**EXERCISE REQUIREMENTS:**
Answer these questions from the passage on WASM and WASI.
1. Which numeric types does the WASM spec indicate?
2. What does the abbreviation WASI stand for?
3. Which two facilities of C/C++ programs does WASM/WASI not yet support?

The only other means is the memory region. So typically an environment seeking to use the WASM module will fill a portion of memory with input data, call some functions and read some other region of memory to get the output.

Given such a minimalist spec, and the fact that the WASM spec only indicates the following types - signed and unsigned 32-bit integers, and 32 and 64-bit floating point numbers - it is initially a bit difficult to see how this is general enough for the purposes that WASM is being claimed to be useful for.

The key is in the shape of the “funcref table”. For different purposes, we can come up with different specifications for what this table must contain and where, so that the environment knows how to use the WASM module and WASM module also has capabilities relevant to the environment that the code can call upon.

One such environment specification is WASI - the WebAssembly System Interface - which specifies bindings necessary for a WASM program to interact with POSIX-like environments.

WASI - the WebAssembly System Interface

The purpose of WASI is to permit normal unix-like programs that use file system and network resources to be able to be run in environments such as servers. That said, it does it in such a manner that the security properties of WASM are not relinquished. While WASI is still under development, we do have initial versions that we can use for basic programs. At the moment, WASM/WASI doesn’t have support for some basic facilities taken for granted in C/C++ programs such as exceptions and setjmp/longjmp which can be used to express stack unwinding and continuations in addition to exceptions. Given this, Rust’s approach to error handling without relying on exception mechanisms and purely relying on function return values is a perfect match for WASM, so I’d say Rust is currently the most suited language for WASM and C/C++ will become more suitable as we go on and WASM gains some more common features.

**GIVEN RECORDS:**
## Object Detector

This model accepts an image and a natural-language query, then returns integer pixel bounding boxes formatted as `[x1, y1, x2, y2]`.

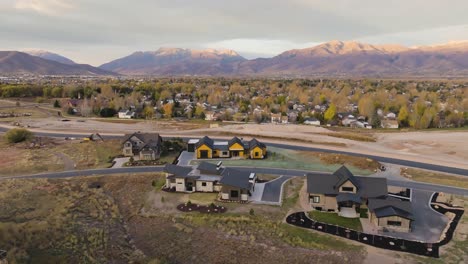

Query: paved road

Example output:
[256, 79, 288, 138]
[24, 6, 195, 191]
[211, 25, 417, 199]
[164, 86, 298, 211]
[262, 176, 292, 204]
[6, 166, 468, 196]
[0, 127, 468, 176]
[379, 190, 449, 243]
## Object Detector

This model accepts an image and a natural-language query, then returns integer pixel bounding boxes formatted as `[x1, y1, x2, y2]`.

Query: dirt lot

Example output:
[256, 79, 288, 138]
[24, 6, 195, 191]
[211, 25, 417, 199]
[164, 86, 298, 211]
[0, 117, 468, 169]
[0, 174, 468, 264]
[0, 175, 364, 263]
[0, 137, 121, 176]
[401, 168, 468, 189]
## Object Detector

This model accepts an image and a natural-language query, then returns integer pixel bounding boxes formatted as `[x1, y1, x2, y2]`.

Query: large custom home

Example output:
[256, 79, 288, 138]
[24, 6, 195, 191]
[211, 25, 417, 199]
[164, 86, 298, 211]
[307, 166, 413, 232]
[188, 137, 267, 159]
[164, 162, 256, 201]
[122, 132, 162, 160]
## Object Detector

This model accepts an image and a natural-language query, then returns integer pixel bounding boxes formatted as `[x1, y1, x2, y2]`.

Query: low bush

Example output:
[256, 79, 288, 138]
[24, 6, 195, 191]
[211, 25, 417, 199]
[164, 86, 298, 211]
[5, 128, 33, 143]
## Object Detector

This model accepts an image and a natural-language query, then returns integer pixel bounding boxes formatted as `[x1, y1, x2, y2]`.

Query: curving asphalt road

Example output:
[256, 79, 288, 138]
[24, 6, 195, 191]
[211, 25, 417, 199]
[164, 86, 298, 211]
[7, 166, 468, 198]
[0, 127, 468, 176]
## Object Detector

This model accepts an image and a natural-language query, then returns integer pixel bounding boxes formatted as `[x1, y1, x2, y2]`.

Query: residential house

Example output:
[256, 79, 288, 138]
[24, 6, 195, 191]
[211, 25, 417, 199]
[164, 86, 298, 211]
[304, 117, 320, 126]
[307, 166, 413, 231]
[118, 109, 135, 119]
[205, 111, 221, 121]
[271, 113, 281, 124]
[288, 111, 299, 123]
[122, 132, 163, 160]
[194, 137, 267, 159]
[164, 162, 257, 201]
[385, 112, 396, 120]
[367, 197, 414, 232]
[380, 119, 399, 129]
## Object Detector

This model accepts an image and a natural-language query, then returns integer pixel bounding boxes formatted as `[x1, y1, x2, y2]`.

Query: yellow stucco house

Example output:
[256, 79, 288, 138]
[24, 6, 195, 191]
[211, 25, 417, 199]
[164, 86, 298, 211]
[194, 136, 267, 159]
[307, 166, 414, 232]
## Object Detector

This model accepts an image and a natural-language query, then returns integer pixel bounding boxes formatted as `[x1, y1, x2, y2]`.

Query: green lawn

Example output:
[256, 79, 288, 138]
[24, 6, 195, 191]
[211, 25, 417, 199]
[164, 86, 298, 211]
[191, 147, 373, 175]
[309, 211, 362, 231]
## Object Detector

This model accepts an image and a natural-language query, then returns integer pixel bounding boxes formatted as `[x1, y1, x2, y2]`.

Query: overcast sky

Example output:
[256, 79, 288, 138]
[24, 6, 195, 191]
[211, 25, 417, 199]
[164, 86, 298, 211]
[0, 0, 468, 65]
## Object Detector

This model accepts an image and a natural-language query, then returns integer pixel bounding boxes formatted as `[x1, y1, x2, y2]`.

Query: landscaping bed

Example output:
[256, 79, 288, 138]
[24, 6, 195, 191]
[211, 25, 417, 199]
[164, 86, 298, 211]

**SOLUTION TO THIS TASK:**
1. Signed and unsigned 32-bit integers, and 32 and 64-bit floating point numbers.
2. The WebAssembly System Interface.
3. Exceptions and setjmp/longjmp.